→ **Task to carry out**:
Tally the lines in the rows below containing the string "that", with case counting, and reply with the number alone.

→ **Records for the task**:
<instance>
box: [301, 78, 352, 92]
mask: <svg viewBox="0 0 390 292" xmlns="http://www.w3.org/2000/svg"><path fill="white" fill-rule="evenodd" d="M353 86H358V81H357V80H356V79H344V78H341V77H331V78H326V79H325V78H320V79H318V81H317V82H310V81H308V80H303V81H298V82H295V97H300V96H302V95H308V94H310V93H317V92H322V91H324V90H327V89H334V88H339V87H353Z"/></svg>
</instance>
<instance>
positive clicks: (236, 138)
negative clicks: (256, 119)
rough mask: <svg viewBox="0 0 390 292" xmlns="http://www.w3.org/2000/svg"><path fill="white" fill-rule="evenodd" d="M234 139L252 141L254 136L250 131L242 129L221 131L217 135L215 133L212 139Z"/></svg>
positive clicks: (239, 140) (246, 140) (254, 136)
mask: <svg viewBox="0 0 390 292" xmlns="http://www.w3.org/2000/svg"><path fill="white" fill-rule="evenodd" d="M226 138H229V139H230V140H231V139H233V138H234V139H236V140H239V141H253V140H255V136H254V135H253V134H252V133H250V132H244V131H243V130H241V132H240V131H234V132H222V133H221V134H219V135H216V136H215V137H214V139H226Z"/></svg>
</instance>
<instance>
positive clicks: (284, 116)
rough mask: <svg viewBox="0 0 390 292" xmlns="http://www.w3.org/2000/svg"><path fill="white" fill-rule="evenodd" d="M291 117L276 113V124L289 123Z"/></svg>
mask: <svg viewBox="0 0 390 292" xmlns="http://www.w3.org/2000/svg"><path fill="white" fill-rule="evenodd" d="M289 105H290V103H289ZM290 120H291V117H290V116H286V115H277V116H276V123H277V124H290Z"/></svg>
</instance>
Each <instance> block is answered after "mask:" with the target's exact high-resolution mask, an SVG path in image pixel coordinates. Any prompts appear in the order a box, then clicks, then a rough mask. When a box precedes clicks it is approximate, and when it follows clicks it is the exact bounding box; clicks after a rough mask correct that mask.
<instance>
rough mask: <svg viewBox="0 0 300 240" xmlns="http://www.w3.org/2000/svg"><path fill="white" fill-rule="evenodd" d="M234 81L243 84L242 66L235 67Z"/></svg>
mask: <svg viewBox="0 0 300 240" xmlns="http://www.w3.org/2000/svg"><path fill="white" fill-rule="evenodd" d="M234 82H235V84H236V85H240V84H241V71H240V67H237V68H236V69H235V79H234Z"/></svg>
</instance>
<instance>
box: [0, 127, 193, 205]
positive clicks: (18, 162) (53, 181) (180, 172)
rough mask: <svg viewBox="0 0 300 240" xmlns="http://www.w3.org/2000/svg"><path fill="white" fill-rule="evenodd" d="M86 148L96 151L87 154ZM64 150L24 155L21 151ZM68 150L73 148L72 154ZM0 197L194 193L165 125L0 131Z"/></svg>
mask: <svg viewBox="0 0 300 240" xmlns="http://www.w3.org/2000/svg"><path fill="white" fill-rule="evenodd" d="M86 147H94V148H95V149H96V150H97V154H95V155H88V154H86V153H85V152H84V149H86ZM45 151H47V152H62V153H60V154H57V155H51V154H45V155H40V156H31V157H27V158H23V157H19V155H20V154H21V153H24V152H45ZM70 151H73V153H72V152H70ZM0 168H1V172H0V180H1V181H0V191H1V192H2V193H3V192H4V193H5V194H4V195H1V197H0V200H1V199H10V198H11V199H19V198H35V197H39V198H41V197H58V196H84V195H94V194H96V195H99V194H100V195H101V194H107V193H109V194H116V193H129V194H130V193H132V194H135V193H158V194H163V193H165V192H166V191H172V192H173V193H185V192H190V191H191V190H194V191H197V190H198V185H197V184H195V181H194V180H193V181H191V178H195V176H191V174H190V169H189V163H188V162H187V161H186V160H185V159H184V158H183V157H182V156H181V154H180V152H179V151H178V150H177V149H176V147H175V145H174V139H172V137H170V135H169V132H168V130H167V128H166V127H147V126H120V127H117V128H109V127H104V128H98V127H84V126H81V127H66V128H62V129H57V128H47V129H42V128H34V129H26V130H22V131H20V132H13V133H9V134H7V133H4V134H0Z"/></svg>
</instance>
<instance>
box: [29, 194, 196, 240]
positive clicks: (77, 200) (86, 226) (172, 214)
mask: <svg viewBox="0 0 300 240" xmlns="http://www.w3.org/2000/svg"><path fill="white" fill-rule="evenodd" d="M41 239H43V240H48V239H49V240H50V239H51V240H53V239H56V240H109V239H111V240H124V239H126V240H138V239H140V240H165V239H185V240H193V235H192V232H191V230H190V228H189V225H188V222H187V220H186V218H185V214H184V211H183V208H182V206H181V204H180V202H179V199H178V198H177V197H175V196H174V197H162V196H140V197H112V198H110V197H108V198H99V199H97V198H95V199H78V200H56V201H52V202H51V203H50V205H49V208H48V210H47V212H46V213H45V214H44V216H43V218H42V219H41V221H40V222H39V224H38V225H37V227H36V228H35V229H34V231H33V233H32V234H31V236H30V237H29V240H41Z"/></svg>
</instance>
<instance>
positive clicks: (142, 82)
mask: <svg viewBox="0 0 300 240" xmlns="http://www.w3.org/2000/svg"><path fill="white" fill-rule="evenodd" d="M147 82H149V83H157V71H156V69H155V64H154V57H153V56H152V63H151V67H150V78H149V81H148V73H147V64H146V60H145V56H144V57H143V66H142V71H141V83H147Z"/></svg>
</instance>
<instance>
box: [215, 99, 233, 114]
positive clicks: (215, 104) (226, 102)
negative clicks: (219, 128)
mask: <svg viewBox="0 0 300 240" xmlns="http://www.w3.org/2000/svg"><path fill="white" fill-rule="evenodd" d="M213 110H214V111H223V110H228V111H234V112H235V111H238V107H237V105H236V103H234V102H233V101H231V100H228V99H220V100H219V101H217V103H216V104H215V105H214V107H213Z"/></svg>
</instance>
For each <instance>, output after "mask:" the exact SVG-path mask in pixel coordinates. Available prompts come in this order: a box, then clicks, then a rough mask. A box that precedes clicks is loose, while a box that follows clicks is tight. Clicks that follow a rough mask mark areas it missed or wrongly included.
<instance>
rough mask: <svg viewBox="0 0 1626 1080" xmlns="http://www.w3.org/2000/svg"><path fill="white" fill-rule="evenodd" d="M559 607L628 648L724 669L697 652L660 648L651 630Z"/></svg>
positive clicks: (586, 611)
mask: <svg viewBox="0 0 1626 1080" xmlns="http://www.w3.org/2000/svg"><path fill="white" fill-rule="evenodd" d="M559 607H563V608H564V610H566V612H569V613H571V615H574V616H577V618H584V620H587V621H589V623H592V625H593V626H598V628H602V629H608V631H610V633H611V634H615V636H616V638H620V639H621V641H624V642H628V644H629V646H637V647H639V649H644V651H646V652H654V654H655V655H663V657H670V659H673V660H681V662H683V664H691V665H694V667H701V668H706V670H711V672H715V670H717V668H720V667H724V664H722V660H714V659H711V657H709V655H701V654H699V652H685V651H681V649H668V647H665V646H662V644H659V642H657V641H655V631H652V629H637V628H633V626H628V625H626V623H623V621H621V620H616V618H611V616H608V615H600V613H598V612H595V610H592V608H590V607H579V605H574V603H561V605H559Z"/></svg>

→ **Solution**:
2